Using Flux to optimize a function of the Singular Values

Update – using latest Flux.

I’d like to optimize a function of the singular values of a matrix. The Flux training loop barfs.

Here’s my code

using Flux, ForwardDiff, LinearAlgebra, GenericLinearAlgebra
m = 20
X = randn(m,m)
model = Dense(m,m)
loss(X) = sum(GenericLinearAlgebra.svdvals(model(X))) ## nuclear norm
data = [X] 
opt = ADAM()
for i = 1:10
      Flux.train!(loss, params(model), X, opt) ## also tried zip(X)

This gives a

ERROR: MethodError: no method matching (::Dense{typeof(identity),Array{Float32,2},Array{Float32,1}})(::Float64)
Closest candidates are:
Any(::AbstractArray{T,N} where N) where {T<:Union{Float32, Float64}, W<:(AbstractArray{T,N} where N)} at C:\Users\rajnr.julia\packages\Flux\Fj3bt\src\layers\basic.jl:133
Any(::AbstractArray{#s107,N} where N where #s107<:AbstractFloat) where {T<:Union{Float32, Float64}, W<:(AbstractArray{T,N} where N)} at C:\Users\rajnr.julia\packages\Flux\Fj3bt\src\layers\basic.jl:136
Any(::AbstractArray) at C:\Users\rajnr.julia\packages\Flux\Fj3bt\src\layers\basic.jl:121
[1] macro expansion at C:\Users\rajnr.julia\packages\Zygote\YeCEW\src\compiler\interface2.jl:0 [inlined]
[2] _pullback(::Zygote.Context, ::Dense{typeof(identity),Array{Float32,2},Array{Float32,1}}, ::Float64) at C:\Users\rajnr.julia\packages\Zygote\YeCEW\src\compiler\interface2.jl:7
[3] loss at .\REPL[65]:1 [inlined]
[4] _pullback(::Zygote.Context, ::typeof(loss), ::Float64) at C:\Users\rajnr.julia\packages\Zygote\YeCEW\src\compiler\interface2.jl:0
[5] adjoint at C:\Users\rajnr.julia\packages\Zygote\YeCEW\src\lib\lib.jl:179 [inlined]
[6] _pullback at C:\Users\rajnr.julia\packages\ZygoteRules\6nssF\src\adjoint.jl:47 [inlined]
[7] #17 at C:\Users\rajnr.julia\packages\Flux\Fj3bt\src\optimise\train.jl:89 [inlined]
[8] _pullback(::Zygote.Context, ::Flux.Optimise.var"#17#25"{typeof(loss),Float64}) at C:\Users\rajnr.julia\packages\Zygote\YeCEW\src\compiler\interface2.jl:0
[9] pullback(::Function, ::Zygote.Params) at C:\Users\rajnr.julia\packages\Zygote\YeCEW\src\compiler\interface.jl:174
[10] gradient(::Function, ::Zygote.Params) at C:\Users\rajnr.julia\packages\Zygote\YeCEW\src\compiler\interface.jl:54
[11] macro expansion at C:\Users\rajnr.julia\packages\Flux\Fj3bt\src\optimise\train.jl:88 [inlined]
[12] macro expansion at C:\Users\rajnr.julia\packages\Juno\f8hj2\src\progress.jl:134 [inlined]
[13] train!(::typeof(loss), ::Zygote.Params, ::Array{Float64,2}, ::ADAM; cb::Flux.Optimise.var"#18#26") at C:\Users\rajnr.julia\packages\Flux\Fj3bt\src\optimise\train.jl:81
[14] train!(::Function, ::Zygote.Params, ::Array{Float64,2}, ::ADAM) at C:\Users\rajnr.julia\packages\Flux\Fj3bt\src\optimise\train.jl:79
[15] top-level scope at .\REPL[66]:2

The AD is able to compute gradients though. For example

h(W) = ForwardDiff.gradient(W -> loss(W*X),W)

STATED TASK – Can you carry on the forum post above about using Flux to optimize a function of a matrix's singular values, starting right after its last line?

MATERIAL PROVIDED –
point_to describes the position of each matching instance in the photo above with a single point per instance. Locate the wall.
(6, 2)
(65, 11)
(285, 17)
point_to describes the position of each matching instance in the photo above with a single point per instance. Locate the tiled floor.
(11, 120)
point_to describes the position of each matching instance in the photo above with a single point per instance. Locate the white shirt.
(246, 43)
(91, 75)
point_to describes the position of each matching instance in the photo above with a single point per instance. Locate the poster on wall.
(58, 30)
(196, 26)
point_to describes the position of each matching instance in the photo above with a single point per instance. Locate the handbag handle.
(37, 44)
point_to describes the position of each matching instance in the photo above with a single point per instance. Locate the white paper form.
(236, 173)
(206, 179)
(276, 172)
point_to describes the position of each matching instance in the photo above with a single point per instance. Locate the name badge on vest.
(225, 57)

EXPECTED ANSWER –
will work. So will

h(Y) = ForwardDiff.gradient(Y -> loss(Y),Y)

It returns the right answer - it’s the gradient of the nuclear norm with respect to the matrix

How can I close the loop so Flux can optimize to above loss function?



Thanks @baggepinnen for the tip to update to latest Flux. It fixed the TrackedArrays problem.

It appears that you are using a very old version of Flux, later versions do not use TrackedArrays anymore. Maybe you could try to update Flux to the latest version?

Here’s how you can get the gradient working:

using Flux, Zygote, ForwardDiff
using GenericLinearAlgebra: svdvals

svdvals2(X) = Zygote.forwarddiff(svdvals, X)

m = 20
X = randn(m,m)
model = Dense(m,m)
loss(X) = sum(svdvals2(X)) ## nuclear norm


gradient(loss, X)

This plugs in forwarddiff to get the svdvals gradient. It’d be nice to have direct support for this, so I opened ChainRules issues for SVD and svdvals.


@MikeInnes that works great.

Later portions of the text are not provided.